**Goal:** Reproduce each line of the material exactly, minus any picture.
-- Start Data entries --
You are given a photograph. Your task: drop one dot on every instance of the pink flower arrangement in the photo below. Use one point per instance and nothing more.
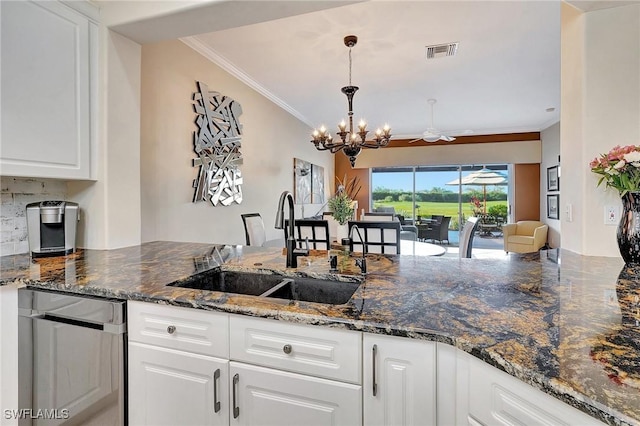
(619, 168)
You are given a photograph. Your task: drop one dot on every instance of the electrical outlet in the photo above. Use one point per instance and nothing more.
(611, 215)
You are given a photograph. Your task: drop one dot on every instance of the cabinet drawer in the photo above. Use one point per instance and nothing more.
(496, 398)
(173, 327)
(313, 350)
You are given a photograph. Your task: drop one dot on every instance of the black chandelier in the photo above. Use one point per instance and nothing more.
(352, 142)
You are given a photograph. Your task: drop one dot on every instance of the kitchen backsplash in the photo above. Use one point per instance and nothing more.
(15, 194)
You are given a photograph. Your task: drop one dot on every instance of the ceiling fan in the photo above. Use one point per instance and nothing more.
(432, 134)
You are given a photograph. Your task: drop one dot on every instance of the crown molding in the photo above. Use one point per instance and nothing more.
(196, 44)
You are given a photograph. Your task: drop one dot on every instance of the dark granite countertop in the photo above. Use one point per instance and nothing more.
(567, 324)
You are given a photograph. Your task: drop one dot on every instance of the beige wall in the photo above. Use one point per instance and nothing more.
(600, 109)
(271, 139)
(550, 152)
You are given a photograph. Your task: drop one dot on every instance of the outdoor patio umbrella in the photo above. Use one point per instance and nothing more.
(483, 177)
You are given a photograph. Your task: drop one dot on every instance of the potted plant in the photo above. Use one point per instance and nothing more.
(343, 204)
(342, 207)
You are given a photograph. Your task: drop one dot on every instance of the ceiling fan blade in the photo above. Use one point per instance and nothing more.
(431, 135)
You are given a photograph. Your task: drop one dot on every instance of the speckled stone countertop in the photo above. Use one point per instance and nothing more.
(567, 324)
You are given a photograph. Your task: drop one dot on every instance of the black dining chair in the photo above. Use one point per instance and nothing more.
(317, 231)
(439, 231)
(379, 237)
(254, 230)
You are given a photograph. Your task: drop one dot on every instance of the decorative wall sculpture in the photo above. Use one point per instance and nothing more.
(217, 143)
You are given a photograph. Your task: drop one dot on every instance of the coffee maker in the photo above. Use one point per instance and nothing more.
(52, 227)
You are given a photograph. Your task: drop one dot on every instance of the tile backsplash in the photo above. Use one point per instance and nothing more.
(15, 194)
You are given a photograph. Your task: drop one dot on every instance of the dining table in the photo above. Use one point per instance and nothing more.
(420, 248)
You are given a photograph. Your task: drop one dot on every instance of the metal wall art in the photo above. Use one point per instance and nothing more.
(217, 143)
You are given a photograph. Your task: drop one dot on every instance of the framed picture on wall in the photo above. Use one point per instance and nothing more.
(553, 206)
(553, 180)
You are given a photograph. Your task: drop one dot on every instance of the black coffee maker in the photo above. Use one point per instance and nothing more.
(52, 227)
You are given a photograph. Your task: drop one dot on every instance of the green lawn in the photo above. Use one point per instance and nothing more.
(429, 208)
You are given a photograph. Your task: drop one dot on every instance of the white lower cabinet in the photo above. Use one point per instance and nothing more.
(171, 387)
(484, 395)
(265, 396)
(8, 353)
(399, 385)
(193, 367)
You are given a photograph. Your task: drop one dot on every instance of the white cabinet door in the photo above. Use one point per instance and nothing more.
(171, 387)
(265, 397)
(47, 80)
(488, 396)
(399, 383)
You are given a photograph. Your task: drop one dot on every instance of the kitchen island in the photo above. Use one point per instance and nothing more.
(563, 323)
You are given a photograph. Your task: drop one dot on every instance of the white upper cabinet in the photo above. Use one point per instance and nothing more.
(48, 90)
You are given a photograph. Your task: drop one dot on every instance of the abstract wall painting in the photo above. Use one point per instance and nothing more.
(308, 182)
(217, 144)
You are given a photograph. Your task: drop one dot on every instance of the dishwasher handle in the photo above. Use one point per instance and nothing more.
(107, 328)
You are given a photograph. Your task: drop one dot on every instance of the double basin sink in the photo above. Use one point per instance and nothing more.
(272, 286)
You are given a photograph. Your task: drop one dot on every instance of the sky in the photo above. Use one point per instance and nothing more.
(424, 180)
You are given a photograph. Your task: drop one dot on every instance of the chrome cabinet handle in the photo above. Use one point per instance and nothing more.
(375, 384)
(216, 401)
(236, 409)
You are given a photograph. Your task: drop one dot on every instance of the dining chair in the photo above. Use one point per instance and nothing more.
(333, 225)
(254, 230)
(317, 231)
(466, 237)
(438, 231)
(379, 237)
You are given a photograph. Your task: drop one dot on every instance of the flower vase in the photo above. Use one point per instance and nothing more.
(342, 231)
(628, 234)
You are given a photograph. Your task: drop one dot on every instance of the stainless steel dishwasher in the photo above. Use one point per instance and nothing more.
(72, 360)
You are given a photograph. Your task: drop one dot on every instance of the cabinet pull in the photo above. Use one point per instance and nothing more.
(236, 409)
(216, 383)
(375, 384)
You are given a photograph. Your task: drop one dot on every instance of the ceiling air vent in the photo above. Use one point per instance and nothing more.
(441, 50)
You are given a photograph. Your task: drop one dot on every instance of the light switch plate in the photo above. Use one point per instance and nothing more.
(611, 215)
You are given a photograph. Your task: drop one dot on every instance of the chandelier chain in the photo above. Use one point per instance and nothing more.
(352, 140)
(349, 66)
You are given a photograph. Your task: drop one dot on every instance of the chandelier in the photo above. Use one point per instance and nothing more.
(351, 141)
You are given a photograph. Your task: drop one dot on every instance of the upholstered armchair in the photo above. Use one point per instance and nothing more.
(524, 236)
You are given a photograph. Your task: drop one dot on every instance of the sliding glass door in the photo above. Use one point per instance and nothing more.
(456, 191)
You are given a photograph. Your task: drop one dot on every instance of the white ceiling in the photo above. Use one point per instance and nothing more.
(504, 77)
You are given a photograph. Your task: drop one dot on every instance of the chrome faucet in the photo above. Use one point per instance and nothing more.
(292, 252)
(361, 262)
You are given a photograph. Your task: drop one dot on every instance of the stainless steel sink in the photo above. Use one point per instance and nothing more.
-- End Data entries --
**Output for this exercise:**
You are given a photograph. Your task: drop one dot on every instance of the pink flower arrangement in the photo below. Use one point per instance and nothing more.
(619, 168)
You are given a photograph. Your task: drop one dot on every instance of the electrical outlet in the photo above. Use one point per instance and nothing more.
(611, 215)
You are given a photograph. Your task: drop one dot on every instance of the cabinet drawer in the photo above. Use one point per instance and nothing more.
(496, 398)
(173, 327)
(313, 350)
You are given a photograph. Your task: drop one dot on every instance of the black chandelier in the photo above. Use one point per instance and nothing more.
(352, 142)
You are given a photograph. Your task: drop one dot on every instance of the kitchen backsplash in the photo above. Use one point per instance and nothing more.
(15, 194)
You are given a photograph. Your task: drop one dot on every instance of the ceiling fan in the photo above. Use one point per instance and nothing more.
(432, 134)
You are given a photograph. Your task: drop one dot on every instance of the crown molding in the photo above. Use one point per instance and nothing more.
(196, 44)
You are given a photograph. Your task: drop one dot on every instance of the dark granite countertop in the photo above. Use one point per instance and nothing more.
(567, 324)
You are given a photograph. Your task: drop one dot on every instance of the beige wall in the photo above. Use one point per instance and nothing more.
(600, 109)
(271, 139)
(550, 152)
You are given a photograph. Your task: drop one dot on every instance of the outdoor patio umbrella in the photo above. Use one point per instance and nothing more.
(483, 177)
You are given a photograph. Your task: drop one dot on every instance of the potted plant in the photo above. Use one point per instance and nothing more.
(343, 204)
(342, 207)
You are given a photograph. Your task: drop one dot on every instance of the ceiling fan blade in the photo above. Use one point per instance and nothing more.
(431, 135)
You are given a photograph. Your task: drop one dot on every instance of the speckled stone countertop in the photo above. Use one point per instance and nothing more.
(567, 324)
You are given a photograph. Your task: drop one dot on every instance of the black dining chair in the photo above. Use one point per instance and nothing more.
(317, 231)
(439, 231)
(379, 237)
(254, 230)
You are given a photograph. Your task: drop one dot on every instance of the decorative wall sculpture in the photo above. Use one point per instance and nothing more.
(217, 143)
You are given a photograph. Your task: drop one dot on every instance of the coffee maker in the photo above. Use one point per instance and nothing more.
(52, 227)
You are given a photograph. Your task: drop one dot on every instance of the tile backsplash in the photo above. Use one point per instance and nothing more.
(15, 194)
You are given a photograph. Your task: drop one dot on every instance of the dining table in the photo above. Use one point per instance and nothing more.
(420, 248)
You are given a photograph. Your task: drop one dot on every instance of the metal wall art in the photo above. Use one point per instance and nothing more.
(217, 143)
You are given a photograph. Your task: drop one dot on every instance of the framed picture on wall in the photo above. Use one point per instance and nothing more.
(553, 206)
(553, 180)
You are given a photograph. Your task: drop one dot on every instance of the black coffee maker in the photo above. Use one point per instance and nothing more.
(52, 227)
You are given a photograph. Your task: drop one dot on every instance of the green lawn in the photo above. Use one point per instance and nothing more.
(429, 208)
You are given a photograph. Your task: drop one dot on every instance of the white lower cabinet in the photo above. Use one point per instance and nothing more.
(171, 387)
(484, 395)
(265, 396)
(8, 353)
(399, 385)
(193, 367)
You are given a photograph. Your task: drop one dot on every instance of the white cabinet door in the photo above. Use one point per instance and nothing more.
(171, 387)
(265, 397)
(47, 80)
(488, 396)
(399, 383)
You are given a photograph. Your task: drop one dot on every instance of the kitchen island in the photo above. Use one point per instance and nothing more.
(563, 323)
You are given a photograph. Your task: drop one dot on every instance of the white upper cabinet in the photo above. Use one point per instance and nothing more.
(48, 90)
You are given a photograph. Your task: drop one dot on every instance of the abstract wall painting in the photo above. Use one point per instance and nothing more.
(308, 182)
(217, 144)
You are given a photograph. Your task: drop one dot on every instance of the dishwasher handle in the photo above. Use one point per instance and nothing more.
(107, 328)
You are given a photograph. Your task: drop one dot on every instance of the double basin sink in the photo above. Use one point per instance and nothing more.
(272, 286)
You are given a photograph. Your task: drop one dot on every instance of the sky in the photo above. Use one point per instance and nothing more.
(424, 180)
You are given a photograph. Your task: drop one dot on every instance of the chrome cabinet handle in the photo above. Use one point per instance and nothing more.
(375, 384)
(216, 401)
(236, 409)
You are given a photograph. Your task: drop one dot on every instance of the dining chair in the photo above. Use one point per instance and nothing more.
(333, 225)
(254, 230)
(317, 231)
(466, 237)
(438, 231)
(379, 237)
You are given a photograph. Your task: drop one dot on every instance of the flower vase in the photo above. Use one point per instance and nothing more.
(342, 231)
(628, 234)
You are given a photograph. Your task: drop one dot on every instance of the stainless steel dishwasher in the photo above. Use one point per instance and nothing more.
(72, 360)
You are given a photograph. Your task: drop one dot on every instance of the cabinet pull in the photo above. Use one point per instance and nothing more.
(236, 409)
(216, 383)
(375, 384)
You are given a photograph. Your task: drop one dot on every instance of the ceiling air vent in the photo above. Use one point per instance and nothing more.
(441, 50)
You are given a photograph. Your task: drop one dot on every instance of the light switch plate in the photo above. Use one point per instance and nothing more.
(611, 215)
You are given a photograph. Your task: drop one dot on every instance of the chandelier chain in the photo above. Use one point per instance and nothing more.
(352, 140)
(349, 66)
You are given a photograph. Your task: drop one dot on every instance of the chandelier in the photo above. Use one point per instance and nothing more.
(351, 141)
You are given a photograph. Your task: drop one dot on every instance of the upholstered armchair in the photo above. Use one point per instance and nothing more.
(524, 236)
You are given a photograph. Your task: drop one dot on every instance of the sliding glass door in the photo above. Use one point per instance and nothing more.
(456, 191)
You are given a photograph. Your task: drop one dot on every instance of the white ceiling in the photo above. Use one point per instance and nothing more.
(504, 77)
You are given a photograph. Your task: drop one dot on every instance of the chrome faucet in the photo above. Use one point per instance and nothing more.
(292, 252)
(361, 262)
You are given a photograph. Your task: drop one dot on every instance of the stainless steel sink in the photo above. Use one point per instance and nothing more.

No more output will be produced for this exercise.